_PROMPT_.
Somewhere below is a line with "Query: hand with red nail polish" and, later, a line with "Where can the green treasury"; repeat those two lines and all the lines between them, exactly as they are.

------------------------

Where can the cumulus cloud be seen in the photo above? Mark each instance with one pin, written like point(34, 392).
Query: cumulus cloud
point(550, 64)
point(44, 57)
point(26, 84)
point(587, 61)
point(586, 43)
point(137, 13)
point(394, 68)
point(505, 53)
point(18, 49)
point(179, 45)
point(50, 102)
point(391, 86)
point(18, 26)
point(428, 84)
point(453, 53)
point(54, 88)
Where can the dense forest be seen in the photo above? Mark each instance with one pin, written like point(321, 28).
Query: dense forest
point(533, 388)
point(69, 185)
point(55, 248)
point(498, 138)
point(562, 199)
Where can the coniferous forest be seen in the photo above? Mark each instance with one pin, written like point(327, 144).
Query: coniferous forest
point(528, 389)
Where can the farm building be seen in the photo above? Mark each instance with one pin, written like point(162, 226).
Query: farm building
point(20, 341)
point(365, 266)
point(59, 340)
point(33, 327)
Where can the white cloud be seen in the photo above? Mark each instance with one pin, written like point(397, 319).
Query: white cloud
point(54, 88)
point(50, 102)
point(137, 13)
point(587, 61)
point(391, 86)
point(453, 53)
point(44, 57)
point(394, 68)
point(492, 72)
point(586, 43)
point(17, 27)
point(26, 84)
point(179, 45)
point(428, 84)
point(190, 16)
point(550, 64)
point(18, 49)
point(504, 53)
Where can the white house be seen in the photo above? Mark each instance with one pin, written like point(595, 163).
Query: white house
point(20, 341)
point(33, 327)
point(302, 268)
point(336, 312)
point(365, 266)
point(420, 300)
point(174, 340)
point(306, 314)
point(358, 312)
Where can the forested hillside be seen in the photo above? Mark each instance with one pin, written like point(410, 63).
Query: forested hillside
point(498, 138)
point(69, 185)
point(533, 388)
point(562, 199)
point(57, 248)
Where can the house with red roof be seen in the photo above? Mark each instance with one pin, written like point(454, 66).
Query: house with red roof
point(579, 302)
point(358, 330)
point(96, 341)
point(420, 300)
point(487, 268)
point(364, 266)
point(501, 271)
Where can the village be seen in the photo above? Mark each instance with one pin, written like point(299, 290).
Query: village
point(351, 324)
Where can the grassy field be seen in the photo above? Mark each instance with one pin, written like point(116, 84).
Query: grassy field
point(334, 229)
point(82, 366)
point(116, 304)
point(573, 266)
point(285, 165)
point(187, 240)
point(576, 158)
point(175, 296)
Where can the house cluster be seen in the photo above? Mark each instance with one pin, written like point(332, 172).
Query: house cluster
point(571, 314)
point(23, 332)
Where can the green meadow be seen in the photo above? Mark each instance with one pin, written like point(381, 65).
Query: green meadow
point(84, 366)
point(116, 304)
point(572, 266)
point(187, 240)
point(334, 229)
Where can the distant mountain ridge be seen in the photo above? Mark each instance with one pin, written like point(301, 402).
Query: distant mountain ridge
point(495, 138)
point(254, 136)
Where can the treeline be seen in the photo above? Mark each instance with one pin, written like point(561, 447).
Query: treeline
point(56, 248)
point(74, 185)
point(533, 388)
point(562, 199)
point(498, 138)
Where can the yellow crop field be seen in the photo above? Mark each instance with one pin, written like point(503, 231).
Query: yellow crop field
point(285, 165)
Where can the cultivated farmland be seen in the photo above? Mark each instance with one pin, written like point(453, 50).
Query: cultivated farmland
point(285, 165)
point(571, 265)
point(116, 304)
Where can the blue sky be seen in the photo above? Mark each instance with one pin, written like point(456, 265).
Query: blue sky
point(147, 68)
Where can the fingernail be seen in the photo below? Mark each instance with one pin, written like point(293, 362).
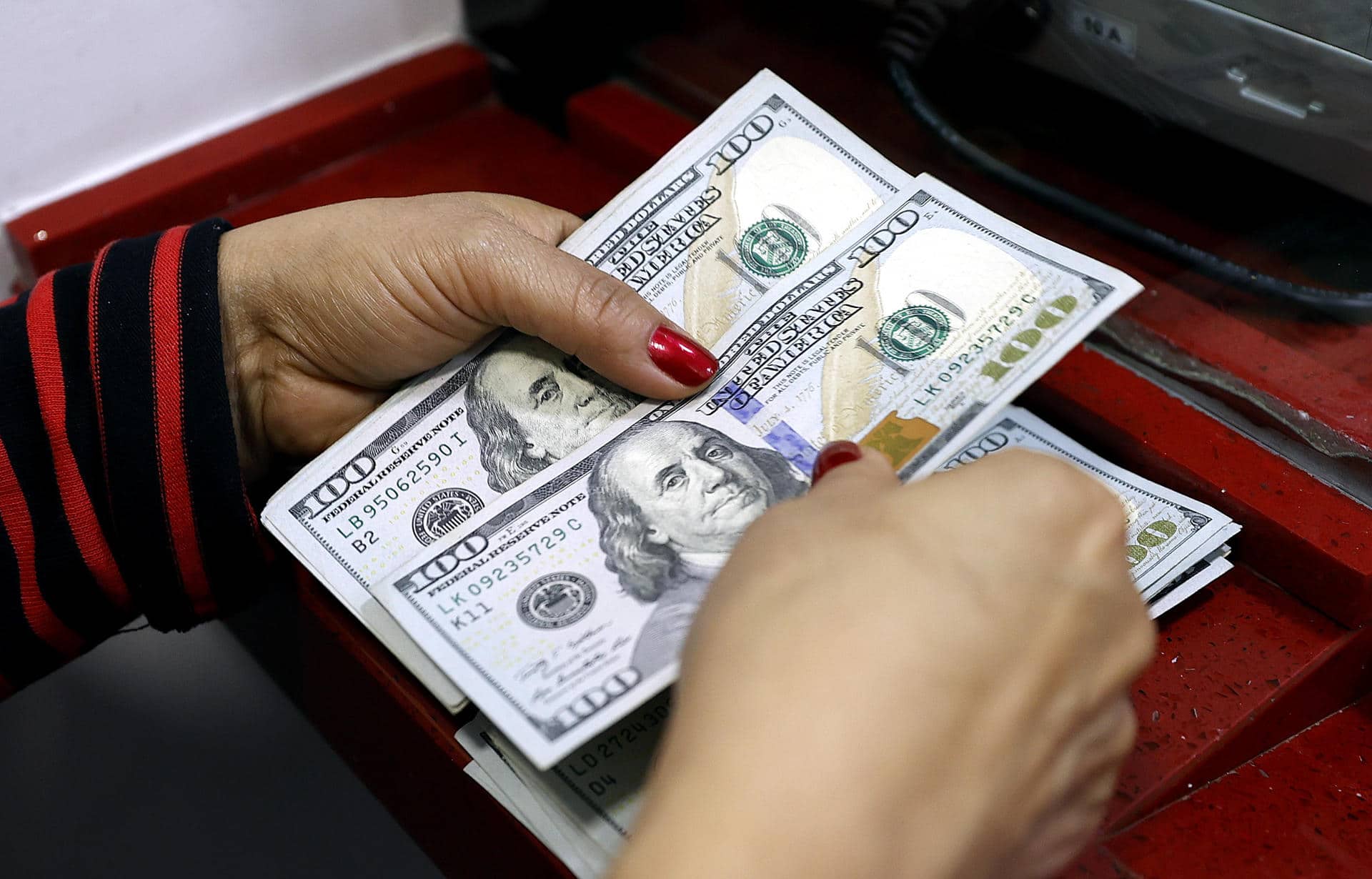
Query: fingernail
point(835, 455)
point(681, 357)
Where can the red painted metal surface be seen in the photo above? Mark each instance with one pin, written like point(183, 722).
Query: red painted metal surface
point(625, 128)
point(1298, 532)
point(487, 149)
point(274, 152)
point(1238, 670)
point(1301, 810)
point(399, 743)
point(1215, 705)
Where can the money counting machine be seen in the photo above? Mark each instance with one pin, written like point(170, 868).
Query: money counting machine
point(1254, 730)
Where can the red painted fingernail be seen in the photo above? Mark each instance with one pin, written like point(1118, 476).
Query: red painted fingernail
point(681, 357)
point(835, 455)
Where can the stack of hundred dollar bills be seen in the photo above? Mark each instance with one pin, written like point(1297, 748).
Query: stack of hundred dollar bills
point(520, 531)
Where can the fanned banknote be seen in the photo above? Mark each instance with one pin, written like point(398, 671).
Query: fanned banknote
point(563, 607)
point(737, 207)
point(585, 807)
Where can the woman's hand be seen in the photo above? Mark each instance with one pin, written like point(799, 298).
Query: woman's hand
point(327, 310)
point(885, 680)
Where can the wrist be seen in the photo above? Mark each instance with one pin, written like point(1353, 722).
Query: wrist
point(243, 343)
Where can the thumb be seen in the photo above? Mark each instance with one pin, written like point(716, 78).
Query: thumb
point(547, 292)
point(847, 468)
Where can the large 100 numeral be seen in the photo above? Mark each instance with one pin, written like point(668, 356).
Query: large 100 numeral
point(1153, 535)
point(1024, 342)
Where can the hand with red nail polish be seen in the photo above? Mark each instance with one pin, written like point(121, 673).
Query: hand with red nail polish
point(835, 455)
point(327, 310)
point(903, 682)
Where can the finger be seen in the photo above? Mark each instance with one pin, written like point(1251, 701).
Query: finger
point(848, 468)
point(545, 222)
point(517, 280)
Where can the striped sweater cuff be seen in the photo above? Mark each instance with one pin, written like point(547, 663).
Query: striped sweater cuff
point(120, 486)
point(183, 527)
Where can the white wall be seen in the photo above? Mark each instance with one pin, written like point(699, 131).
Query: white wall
point(94, 88)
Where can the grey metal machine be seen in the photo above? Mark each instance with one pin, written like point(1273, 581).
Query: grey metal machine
point(1286, 80)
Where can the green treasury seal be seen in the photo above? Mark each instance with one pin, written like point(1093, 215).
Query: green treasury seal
point(913, 332)
point(772, 247)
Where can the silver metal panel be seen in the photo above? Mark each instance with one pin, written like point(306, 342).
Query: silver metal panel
point(1269, 91)
point(1338, 22)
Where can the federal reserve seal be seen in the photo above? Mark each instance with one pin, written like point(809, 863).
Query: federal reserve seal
point(442, 512)
point(556, 600)
point(772, 247)
point(913, 332)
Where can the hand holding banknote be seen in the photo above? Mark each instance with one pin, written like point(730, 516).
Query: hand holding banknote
point(327, 310)
point(924, 680)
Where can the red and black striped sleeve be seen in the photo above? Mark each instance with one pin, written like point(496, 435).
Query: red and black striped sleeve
point(120, 485)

------------------------

_RESPONSE BELOW_.
Query: hand with red nail polish
point(835, 455)
point(327, 310)
point(903, 682)
Where can the finger be seen in the photo above? Mark each instance with one pin, written like point(1251, 701).
Query: finger
point(848, 468)
point(545, 222)
point(517, 280)
Where can the striped sweater cuff be seen in the photo above? Mark each instance with one pin, written like point(547, 663).
Query: striped sweater cuff
point(120, 486)
point(183, 527)
Where can the white wall be seen in the photo above? Mark each instance with one pin, written like point(699, 131).
Query: white wall
point(94, 88)
Where can the grey metal machine be seen in the photo above? Mark each instance with one pin, written like point(1273, 581).
Query: grey metal machine
point(1286, 80)
Where can the green treasury seal be seen in the photo above? Mark each instance with one pin, written like point(1093, 215).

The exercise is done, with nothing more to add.